> _ИСХОДНЫЙ ОТРЫВОК_:
□ □ □ □ □ □ □

Материалы постепенно накапливались и добавлялись к изначальному тексту, а сам этот текст прошел несколько волн тотального редактирования. Итог: к началу 2020 года монография, какой хотел ее видеть Дмитрий Моисеевич, была готова процентов на семьдесят. А здоровье отказало ему совершенно.
Тогда он обратился ко мне, в какой-то степени ученику своему, с просьбой, почти что приказом: «Доработать. Добавить своего там, где я чего-то не додумал, недоформулировал. И пускай выйдет под двумя фамилиями. Если будет достойно сделано, я на том свете не обижусь. Только не бросать!»

□ □ □ □ □ □ □

> _ВЫДЕРЖКИ ИЗ ПЕРЕЧНЯ_:
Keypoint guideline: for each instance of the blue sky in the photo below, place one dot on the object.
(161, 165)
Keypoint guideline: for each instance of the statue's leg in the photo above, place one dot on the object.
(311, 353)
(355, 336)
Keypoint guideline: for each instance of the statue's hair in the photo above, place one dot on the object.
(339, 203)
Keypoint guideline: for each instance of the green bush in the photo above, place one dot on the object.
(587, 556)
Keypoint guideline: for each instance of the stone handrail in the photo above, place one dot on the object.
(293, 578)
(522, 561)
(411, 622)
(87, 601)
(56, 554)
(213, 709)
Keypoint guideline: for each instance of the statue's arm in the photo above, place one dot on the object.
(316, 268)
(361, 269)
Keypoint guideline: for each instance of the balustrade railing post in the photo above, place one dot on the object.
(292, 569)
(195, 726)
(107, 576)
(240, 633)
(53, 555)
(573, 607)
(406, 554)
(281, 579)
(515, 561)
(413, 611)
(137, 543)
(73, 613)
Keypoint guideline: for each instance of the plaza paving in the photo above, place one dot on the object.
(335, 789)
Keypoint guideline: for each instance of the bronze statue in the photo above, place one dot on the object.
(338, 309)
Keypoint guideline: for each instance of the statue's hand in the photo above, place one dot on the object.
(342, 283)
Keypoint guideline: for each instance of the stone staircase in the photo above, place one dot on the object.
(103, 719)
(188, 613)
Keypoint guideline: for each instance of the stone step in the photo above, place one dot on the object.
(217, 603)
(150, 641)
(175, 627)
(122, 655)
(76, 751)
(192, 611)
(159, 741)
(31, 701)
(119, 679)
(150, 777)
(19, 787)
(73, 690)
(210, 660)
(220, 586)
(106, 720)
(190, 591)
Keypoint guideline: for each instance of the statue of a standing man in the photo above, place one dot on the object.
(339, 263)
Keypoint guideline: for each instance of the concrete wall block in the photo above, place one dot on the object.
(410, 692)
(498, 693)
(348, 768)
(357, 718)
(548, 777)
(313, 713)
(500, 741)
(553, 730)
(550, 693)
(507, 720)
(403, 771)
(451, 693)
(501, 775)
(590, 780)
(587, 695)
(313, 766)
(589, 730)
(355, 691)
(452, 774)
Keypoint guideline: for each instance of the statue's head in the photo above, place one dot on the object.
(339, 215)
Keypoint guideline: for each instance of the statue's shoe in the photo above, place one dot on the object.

□ □ □ □ □ □ □

> _ВАШИ ЗАДАНИЯ_:
#1 Пожалуйста, перепишите фрагмент отрывка о монографии, начиная с «Материалы постепенно накапливались» и дальше вплоть до «отказало ему совершенно.», подставив «книга» вместо «монография».
#2 Выпишите из отрывка о монографии все глаголы в неопределенной форме, которые стоят внутри прямой речи в кавычках.
#3 Напишите продолжение отрывка о монографии, начав сразу после его последнего предложения.

> _ОТВЕТЫ ПО ЗАДАНИЯМ_:
#1
Материалы постепенно накапливались и добавлялись к изначальному тексту, а сам этот текст прошел несколько волн тотального редактирования. Итог: к началу 2020 года книга, какой хотел ее видеть Дмитрий Моисеевич, была готова процентов на семьдесят. А здоровье отказало ему совершенно.

#2 Доработать, Добавить, бросать

#3
После кончины Дмитрия Моисеевича, последовавшей 2 мая, его вдова передала мне архив. Я разобрал бумаги, разобрал файлы, кое-что законченное опубликовал в Сети и в бумажных журналах. А затем необычайно быстро, всего за несколько месяцев, завершил доработку этой книги. В конце концов, у меня на руках оказались планы покойного, мы много раз обсуждали логику работы, и, помимо прочего, мне всегда импонировал вольный стиль его изложения. По большому счету, мой собственный вырос из нескольких драгоценных советов Дмитрия Моисеевича.
В результате моего текста в этой книге не более четверти.
Что ж, надеюсь, достойный вышел памятник интеллектуальной честности, внутренней свободе и принципиальному нонконформизму выдающегося русского историка-христианина Дмитрия Моисеевича Михайловича.